___ Exercise inputs ___
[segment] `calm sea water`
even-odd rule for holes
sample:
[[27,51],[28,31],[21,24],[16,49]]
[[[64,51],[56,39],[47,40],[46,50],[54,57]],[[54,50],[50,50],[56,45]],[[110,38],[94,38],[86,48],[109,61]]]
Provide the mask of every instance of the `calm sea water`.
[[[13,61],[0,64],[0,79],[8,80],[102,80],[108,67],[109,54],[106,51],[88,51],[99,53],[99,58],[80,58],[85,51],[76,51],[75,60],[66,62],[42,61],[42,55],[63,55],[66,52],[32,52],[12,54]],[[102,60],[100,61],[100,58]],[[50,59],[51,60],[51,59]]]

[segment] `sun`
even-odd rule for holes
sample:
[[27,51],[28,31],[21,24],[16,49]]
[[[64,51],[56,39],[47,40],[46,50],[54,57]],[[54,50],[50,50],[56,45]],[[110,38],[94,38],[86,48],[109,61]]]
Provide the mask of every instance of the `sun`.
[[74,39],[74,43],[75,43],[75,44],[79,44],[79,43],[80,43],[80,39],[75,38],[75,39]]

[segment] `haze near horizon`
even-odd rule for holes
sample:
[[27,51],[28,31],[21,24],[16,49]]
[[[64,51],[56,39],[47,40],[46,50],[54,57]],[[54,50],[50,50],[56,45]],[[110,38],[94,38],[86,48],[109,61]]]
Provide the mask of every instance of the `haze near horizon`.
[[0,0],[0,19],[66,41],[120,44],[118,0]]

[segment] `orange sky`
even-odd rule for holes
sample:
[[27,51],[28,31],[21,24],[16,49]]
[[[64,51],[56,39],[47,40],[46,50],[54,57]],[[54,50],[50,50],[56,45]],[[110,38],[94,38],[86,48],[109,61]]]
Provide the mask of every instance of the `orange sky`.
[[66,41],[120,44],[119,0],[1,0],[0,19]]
___
» Given exercise
Replace "instance" with "occurrence" in the records above, from their start through the line containing "[[0,0],[0,19],[66,41],[120,44],[118,0]]", and give those lines again with everything else unchanged.

» Expected output
[segment] `calm sea water`
even-odd rule for holes
sample:
[[27,51],[28,31],[21,24],[16,49]]
[[[64,51],[56,39],[47,40],[46,50],[54,57]],[[54,50],[50,50],[56,45]],[[110,38],[94,38],[86,48],[109,61]]]
Provide the mask of every occurrence of the `calm sea water`.
[[[13,61],[0,64],[0,79],[8,80],[102,80],[108,67],[109,54],[106,51],[88,51],[99,53],[99,58],[80,58],[85,51],[76,51],[75,60],[66,62],[42,61],[42,55],[63,55],[66,52],[32,52],[12,54]],[[102,60],[100,61],[100,58]],[[50,59],[51,60],[51,59]]]

[segment] `sun`
even-odd rule for holes
sample:
[[27,51],[28,31],[21,24],[16,49]]
[[[64,51],[56,39],[47,40],[46,50],[54,57]],[[54,50],[50,50],[56,45]],[[110,38],[94,38],[86,48],[109,61]]]
Provide the mask of every occurrence of the `sun`.
[[74,39],[74,43],[75,43],[75,44],[79,44],[79,43],[80,43],[80,39],[75,38],[75,39]]

[segment] `haze near horizon`
even-odd rule for holes
sample:
[[27,51],[28,31],[21,24],[16,49]]
[[[64,51],[56,39],[47,40],[46,50],[54,57]],[[54,50],[50,50],[56,45]],[[110,38],[94,38],[86,48],[109,61]]]
Provide the mask of every occurrence of the `haze near horizon`.
[[0,0],[0,19],[66,41],[120,44],[118,0]]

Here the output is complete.